What needs to be done: From the excerpt on Temu below, extract verbatim the passage starting with "A stylish men’s" and going on through "almost becomes irrelevant.".

Excerpt:
Believe it or not, despite the obvious logistical headaches that the local economy offers, it’s one of the most desirable regions for global brands to prospect for new customers.

Don’t hold your breath, but yes… Amazon is supposedly still coming this year. The Dubai-based Millat Group has already brought the Canadian convenience store brand, Circle K, here, and plans to introduce the swanky, quick-service restaurant brand Pret a Manger shortly.

Coca-Cola is opening more and more Costa Coffee outlets and the number of new and old car brands, including the likes of GAC and MG, now knocking on the South African buyer’s door, is encouraging.

Along with Shein and TikTok, there is yet another new Chinese brand that is already having a big impact on the country.

Launched in mid-January this year and already the #1 most downloaded app in South Africa, Temu is “an e-commerce platform that was founded in 2022” that sells incredibly cheap goods (often of questionable quality), very aggressively.

With the catchy slogan, “Shop like a billionaire”, the brand has leapt seemingly from nowhere and become astoundingly popular almost overnight.

Some analysts estimate that Temu will generate a global gross merchandise value of more than $30-billion this year thanks to enthusiastic demand from more than 350 million users.

How did Temu go from zero to hero?

The strategy seems simple enough.

First, it’s important to point out that it has invested a shocking amount of money on advertising. Last year alone, it spent more than $3-billion on promoting the brand; a mountain of money that is equivalent to the entire market capitalisation of Old Mutual.

It was spent on things like multiple Super Bowl ads in the US, subsidising sales on the site itself, and helping Mark Zuckerberg buy yet another superyacht.

Then there is the shopping experience. What Temu has managed to successfully pull off is a gamification of the mind-numbing process of buying stuff online.

The enormous number of “shoppers” it acquires then psychologically disassociate the spending of their money with actually spending money. Crafty, right?

Instead of the usual endless searching and clicking, the app is littered with games of chance. You can buy things together with your friends in a kind of virtual shopping club, and everything is hyped with surprise discounts and gimmicks lifted straight from a casino’s playbook.

A stylish men’s workwear jacket will only cost you R308… hold on, what’s this? A drone for only 500 bucks? People tend to stay on the app longer because of the mental enjoyment it offers and spend more money on stuff to further soothe themselves.

What they are doing very well is training consumers to be better consumers of value. They are reframing the consumption of value as a form of entertainment, much like playing a couple of rounds of Candy Crush.

Users aren’t buying things to get things – they’re playing a game and getting a dopamine hit by finding bargains. The quality of whatever arrives at the front door a few days later then almost becomes irrelevant.

Data records:
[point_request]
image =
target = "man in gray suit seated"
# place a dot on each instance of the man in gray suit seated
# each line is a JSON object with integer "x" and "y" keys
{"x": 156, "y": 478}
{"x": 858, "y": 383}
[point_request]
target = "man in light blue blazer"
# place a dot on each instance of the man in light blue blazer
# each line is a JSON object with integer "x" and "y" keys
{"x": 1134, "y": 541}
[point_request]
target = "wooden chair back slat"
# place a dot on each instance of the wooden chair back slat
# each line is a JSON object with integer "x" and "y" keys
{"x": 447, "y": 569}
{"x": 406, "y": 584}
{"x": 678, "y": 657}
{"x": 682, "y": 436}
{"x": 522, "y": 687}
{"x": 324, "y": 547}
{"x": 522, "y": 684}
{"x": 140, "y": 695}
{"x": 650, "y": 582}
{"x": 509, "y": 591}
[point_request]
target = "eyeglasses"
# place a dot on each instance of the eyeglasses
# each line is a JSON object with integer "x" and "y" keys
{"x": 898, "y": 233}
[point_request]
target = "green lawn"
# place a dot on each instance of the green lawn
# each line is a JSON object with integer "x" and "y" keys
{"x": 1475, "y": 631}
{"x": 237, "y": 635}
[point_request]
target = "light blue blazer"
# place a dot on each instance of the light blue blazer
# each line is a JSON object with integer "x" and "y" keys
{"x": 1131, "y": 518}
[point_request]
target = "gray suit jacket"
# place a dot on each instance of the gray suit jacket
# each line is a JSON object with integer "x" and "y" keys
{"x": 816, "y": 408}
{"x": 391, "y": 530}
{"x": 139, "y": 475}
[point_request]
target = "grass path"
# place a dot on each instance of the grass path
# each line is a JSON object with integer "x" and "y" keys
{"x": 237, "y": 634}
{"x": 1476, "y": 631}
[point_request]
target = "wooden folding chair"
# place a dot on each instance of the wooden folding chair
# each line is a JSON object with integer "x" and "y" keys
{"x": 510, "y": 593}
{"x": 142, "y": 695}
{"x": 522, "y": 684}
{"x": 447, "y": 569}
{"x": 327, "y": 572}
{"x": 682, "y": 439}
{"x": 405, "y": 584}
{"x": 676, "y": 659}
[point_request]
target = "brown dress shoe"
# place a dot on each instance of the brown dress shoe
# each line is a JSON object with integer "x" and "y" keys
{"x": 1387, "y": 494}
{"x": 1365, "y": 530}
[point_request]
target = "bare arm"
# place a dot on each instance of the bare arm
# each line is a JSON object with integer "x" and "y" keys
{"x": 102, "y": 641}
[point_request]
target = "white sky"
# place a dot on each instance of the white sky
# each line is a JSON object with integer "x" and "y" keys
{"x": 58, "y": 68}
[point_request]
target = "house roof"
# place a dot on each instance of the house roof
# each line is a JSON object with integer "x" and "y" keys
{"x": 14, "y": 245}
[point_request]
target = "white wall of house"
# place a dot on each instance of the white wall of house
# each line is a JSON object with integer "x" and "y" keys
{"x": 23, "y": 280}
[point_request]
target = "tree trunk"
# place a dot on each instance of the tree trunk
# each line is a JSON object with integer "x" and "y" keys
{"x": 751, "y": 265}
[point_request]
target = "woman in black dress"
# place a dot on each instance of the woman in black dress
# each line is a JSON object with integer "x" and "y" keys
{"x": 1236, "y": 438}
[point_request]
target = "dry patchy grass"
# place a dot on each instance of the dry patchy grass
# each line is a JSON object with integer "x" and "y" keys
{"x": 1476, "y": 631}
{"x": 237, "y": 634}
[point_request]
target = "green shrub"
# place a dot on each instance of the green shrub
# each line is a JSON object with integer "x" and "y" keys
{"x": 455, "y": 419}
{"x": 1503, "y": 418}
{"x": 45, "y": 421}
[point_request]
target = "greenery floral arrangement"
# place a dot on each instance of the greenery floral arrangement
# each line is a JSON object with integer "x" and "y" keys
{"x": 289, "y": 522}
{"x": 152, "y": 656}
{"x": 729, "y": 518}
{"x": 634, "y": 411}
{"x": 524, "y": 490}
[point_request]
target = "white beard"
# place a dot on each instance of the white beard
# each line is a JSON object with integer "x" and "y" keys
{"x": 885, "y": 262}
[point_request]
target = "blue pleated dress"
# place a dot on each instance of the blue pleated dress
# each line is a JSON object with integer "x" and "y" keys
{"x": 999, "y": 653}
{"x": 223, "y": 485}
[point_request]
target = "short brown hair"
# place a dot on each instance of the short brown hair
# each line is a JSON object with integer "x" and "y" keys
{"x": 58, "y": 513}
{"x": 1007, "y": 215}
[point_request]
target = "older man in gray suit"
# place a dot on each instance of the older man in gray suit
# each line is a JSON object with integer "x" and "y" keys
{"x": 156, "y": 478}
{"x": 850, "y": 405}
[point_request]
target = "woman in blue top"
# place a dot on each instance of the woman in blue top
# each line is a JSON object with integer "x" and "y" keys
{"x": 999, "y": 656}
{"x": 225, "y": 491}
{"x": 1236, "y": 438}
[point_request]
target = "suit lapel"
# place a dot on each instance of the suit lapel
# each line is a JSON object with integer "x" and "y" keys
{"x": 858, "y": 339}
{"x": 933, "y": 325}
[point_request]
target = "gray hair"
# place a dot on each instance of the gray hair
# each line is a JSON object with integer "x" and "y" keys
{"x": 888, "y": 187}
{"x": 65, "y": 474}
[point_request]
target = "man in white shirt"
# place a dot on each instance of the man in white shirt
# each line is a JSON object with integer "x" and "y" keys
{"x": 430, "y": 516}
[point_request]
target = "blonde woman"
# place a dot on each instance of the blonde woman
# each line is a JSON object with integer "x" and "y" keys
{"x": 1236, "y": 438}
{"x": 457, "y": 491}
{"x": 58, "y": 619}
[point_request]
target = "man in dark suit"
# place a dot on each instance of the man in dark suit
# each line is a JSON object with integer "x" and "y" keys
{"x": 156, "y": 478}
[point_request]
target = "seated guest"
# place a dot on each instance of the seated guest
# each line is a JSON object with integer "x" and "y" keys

Expected answer:
A stylish men’s workwear jacket will only cost you R308… hold on, what’s this? A drone for only 500 bucks? People tend to stay on the app longer because of the mental enjoyment it offers and spend more money on stuff to further soothe themselves.

What they are doing very well is training consumers to be better consumers of value. They are reframing the consumption of value as a form of entertainment, much like playing a couple of rounds of Candy Crush.

Users aren’t buying things to get things – they’re playing a game and getting a dopamine hit by finding bargains. The quality of whatever arrives at the front door a few days later then almost becomes irrelevant.